Data records:
##############################
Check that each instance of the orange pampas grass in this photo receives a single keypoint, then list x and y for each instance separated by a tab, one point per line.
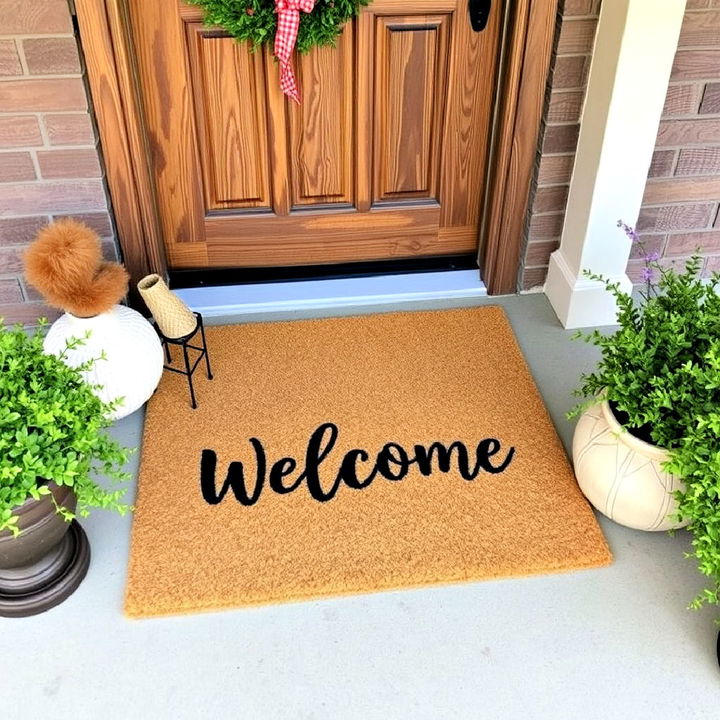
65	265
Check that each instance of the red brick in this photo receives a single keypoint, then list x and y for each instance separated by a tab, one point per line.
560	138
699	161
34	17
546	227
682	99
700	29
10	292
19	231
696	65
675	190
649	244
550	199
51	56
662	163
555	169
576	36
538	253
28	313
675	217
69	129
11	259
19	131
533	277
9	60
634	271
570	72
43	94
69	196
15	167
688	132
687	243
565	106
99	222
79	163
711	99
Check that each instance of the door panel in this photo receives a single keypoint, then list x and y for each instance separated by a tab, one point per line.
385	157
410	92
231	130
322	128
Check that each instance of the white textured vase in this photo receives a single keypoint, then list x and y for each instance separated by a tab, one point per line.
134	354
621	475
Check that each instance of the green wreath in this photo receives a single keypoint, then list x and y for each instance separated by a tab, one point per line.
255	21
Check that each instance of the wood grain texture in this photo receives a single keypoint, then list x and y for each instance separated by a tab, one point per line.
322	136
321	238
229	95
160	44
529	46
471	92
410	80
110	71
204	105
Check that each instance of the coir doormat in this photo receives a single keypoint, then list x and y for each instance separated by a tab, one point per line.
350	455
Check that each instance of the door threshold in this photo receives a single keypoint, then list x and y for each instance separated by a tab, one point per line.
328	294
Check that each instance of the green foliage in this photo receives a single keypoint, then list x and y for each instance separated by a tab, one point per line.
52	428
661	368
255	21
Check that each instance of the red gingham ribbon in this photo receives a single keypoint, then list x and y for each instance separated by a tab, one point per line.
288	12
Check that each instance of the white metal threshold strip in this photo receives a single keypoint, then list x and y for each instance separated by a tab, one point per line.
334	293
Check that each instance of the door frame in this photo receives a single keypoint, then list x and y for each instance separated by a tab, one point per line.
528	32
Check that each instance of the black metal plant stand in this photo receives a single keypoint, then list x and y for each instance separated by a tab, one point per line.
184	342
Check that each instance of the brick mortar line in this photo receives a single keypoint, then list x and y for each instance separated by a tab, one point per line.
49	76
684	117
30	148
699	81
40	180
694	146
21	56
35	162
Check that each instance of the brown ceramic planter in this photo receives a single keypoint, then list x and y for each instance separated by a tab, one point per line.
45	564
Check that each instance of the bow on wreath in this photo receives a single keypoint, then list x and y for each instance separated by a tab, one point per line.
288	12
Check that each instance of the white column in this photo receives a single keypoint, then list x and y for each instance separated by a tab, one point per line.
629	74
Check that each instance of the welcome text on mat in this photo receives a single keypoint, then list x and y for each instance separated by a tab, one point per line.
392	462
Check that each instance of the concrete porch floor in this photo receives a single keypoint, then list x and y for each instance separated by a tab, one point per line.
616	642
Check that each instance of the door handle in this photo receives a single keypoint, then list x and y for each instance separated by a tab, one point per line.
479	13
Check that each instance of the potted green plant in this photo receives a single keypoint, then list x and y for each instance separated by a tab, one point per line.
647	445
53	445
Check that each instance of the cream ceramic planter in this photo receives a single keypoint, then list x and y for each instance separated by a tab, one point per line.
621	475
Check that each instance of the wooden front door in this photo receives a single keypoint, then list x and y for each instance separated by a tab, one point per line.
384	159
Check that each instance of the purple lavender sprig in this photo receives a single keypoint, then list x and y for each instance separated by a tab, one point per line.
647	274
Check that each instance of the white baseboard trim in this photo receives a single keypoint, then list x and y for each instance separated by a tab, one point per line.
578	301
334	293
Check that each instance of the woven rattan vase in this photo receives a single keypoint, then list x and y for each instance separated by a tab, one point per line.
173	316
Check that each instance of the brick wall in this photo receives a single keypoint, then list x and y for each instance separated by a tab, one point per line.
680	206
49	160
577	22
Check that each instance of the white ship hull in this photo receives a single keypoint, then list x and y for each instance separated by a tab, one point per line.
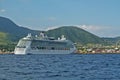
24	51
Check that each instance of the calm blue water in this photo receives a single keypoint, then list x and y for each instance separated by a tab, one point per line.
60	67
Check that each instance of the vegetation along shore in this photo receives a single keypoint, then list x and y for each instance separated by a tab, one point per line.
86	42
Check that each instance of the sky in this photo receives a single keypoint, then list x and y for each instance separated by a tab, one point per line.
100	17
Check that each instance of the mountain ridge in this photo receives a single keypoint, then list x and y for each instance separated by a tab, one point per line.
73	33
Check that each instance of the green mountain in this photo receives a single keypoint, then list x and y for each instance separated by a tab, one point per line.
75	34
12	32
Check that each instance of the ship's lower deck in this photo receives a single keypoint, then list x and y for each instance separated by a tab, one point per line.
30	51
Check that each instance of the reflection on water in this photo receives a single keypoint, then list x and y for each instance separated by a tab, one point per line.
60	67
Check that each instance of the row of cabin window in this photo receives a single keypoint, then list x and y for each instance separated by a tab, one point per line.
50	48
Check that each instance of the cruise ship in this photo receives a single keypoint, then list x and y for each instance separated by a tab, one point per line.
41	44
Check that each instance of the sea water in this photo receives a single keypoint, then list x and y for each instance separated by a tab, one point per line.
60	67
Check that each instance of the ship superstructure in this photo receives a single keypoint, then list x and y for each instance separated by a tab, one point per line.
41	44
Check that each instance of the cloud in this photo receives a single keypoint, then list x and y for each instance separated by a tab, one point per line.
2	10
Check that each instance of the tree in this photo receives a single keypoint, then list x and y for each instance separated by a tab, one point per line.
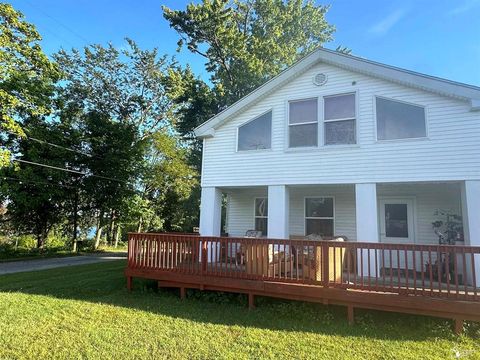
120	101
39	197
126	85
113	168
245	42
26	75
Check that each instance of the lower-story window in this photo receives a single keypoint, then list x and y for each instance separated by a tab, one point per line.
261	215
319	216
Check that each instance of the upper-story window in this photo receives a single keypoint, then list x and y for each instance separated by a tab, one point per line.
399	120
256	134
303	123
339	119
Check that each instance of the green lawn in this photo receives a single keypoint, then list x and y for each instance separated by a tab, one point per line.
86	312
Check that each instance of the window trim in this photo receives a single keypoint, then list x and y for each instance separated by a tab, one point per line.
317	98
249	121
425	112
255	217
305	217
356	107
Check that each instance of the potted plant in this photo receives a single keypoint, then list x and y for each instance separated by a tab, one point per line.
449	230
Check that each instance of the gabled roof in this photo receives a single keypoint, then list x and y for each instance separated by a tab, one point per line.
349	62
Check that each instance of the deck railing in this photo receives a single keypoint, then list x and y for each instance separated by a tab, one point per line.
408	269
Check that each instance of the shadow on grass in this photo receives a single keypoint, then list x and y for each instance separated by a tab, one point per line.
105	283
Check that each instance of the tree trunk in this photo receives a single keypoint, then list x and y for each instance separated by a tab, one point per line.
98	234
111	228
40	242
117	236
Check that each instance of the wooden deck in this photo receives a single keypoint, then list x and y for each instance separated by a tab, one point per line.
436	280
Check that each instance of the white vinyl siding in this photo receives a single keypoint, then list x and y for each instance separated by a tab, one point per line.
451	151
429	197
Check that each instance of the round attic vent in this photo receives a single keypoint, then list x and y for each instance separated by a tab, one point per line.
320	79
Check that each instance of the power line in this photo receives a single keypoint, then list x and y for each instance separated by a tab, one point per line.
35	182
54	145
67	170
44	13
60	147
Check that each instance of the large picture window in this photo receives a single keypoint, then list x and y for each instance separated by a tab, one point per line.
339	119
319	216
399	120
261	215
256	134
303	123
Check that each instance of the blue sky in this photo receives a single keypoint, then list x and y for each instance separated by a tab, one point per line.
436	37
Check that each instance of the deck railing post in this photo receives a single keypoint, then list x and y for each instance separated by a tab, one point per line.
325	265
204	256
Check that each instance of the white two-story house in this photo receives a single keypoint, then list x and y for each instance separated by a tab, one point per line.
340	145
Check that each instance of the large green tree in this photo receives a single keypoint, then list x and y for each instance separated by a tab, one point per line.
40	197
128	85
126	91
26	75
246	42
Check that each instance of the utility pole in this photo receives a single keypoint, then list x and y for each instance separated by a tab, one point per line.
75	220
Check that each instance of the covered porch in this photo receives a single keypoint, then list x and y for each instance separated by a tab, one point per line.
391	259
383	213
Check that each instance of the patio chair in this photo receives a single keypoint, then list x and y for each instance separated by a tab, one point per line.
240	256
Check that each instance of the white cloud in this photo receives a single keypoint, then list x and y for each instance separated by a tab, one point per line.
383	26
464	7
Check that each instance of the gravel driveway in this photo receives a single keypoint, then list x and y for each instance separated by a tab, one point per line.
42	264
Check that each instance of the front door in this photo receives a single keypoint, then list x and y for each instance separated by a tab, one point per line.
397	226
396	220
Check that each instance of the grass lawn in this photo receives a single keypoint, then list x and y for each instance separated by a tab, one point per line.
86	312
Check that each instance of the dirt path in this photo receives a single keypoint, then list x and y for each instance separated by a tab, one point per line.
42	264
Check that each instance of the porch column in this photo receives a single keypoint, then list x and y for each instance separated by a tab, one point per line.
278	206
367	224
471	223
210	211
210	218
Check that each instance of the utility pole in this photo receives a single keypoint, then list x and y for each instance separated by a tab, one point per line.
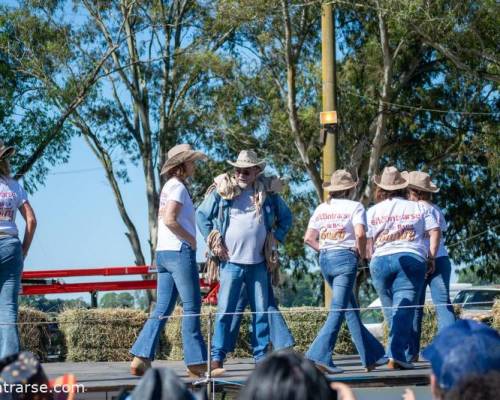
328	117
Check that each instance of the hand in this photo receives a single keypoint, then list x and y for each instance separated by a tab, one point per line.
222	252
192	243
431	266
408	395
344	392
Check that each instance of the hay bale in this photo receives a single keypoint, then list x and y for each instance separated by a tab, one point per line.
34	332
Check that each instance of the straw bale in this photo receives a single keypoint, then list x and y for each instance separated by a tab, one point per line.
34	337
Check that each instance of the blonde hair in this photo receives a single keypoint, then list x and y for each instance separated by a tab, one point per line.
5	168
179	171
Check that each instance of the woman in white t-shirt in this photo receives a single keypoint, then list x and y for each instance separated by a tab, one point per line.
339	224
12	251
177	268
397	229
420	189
##############################
Pictures excluded, copy exactly the lines running from the one with "Check that each instance of the gravel" through the last line of the material.

TASK RESULT:
Check that each instance of the gravel driveway in this photo receives a single keypoint, then list x and y for each instance separated by a tab, one point per line.
42	264
Check that each instance of the front door in this photo receives a single keypoint, then list x and y for each instance separated by a tab, one point per line.
397	226
396	220
Check that each instance of the grass lawn in this photo receives a single keypoint, then list x and y for each instance separated by a tab, one point per line.
86	312
Check that each instance of the dirt path in this photo receives a single keypoint, then list x and y for each instance separated by a tab, one point per line.
42	264
Check that each instance of the porch column in this photo receives a single keypoint, then list x and y for each instance separated by a tab, one point per line.
278	206
367	224
471	223
210	211
210	218
Check that each instance of the utility pole in this photo receives a single keypoint, then list x and y for each instance separated by a tab, one point per line.
328	117
Check that each instance of the hand in this photo receives a single keypoint, then list x and y for each instance separated by a tab, one point per line.
222	252
192	243
431	266
408	395
344	392
Check that each instance of the hay bale in this photo receives a single keypoint, then list x and y for each instance separated by a tab, one point per line.
34	332
Check that each instance of the straw bale in this photo receives a single keypoint, then list x and y for each instance separated by a tab, one point per line.
34	337
Check that each instance of the blonde hair in this photo receives a single keypoint, then list x and y for each instance separated by a tab, one point per line.
5	168
179	171
Check that each instance of the woman in white t-shirt in this photo receives a single keypoint, then list x and y for each instance separated by a tab, one point per line.
339	224
12	251
177	268
397	229
420	189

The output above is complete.